begin Record set

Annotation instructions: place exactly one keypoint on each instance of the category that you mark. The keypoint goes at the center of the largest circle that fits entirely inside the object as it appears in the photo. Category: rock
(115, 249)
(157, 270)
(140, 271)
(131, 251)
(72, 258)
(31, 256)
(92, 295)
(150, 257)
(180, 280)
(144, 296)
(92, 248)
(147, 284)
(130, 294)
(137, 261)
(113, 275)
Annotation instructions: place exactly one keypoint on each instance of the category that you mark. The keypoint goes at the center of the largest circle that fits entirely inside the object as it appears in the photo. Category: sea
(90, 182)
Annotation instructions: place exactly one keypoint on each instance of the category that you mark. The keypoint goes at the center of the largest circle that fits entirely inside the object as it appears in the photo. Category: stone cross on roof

end Record set

> [Exercise aim] Lay out every line of the entries above as a numbered list, leaving out any blank lines.

> [Problem solution]
1. Annotation instructions: place exactly one keypoint on each instance of the category that you mark. The keypoint goes at the center of the largest circle that fits entirely inside the object as it appears in the photo. Category: rock
2. (115, 249)
3. (157, 270)
4. (140, 271)
5. (131, 251)
6. (72, 258)
7. (31, 256)
8. (92, 295)
9. (150, 257)
10. (180, 280)
11. (144, 296)
12. (92, 248)
13. (147, 284)
14. (130, 294)
15. (137, 261)
16. (113, 275)
17. Annotation instructions: place exactly one keypoint on each instance of the category that you mark. The keypoint goes at the center of the largest circle that fits entirely inside the object as it appears in the photo. Category: sea
18. (90, 182)
19. Annotation instructions: place exactly one keypoint on each instance of the category that you mark. The keypoint goes at the center of the largest circle that fits entirely inside the object as it appears in the photo. Category: stone cross on roof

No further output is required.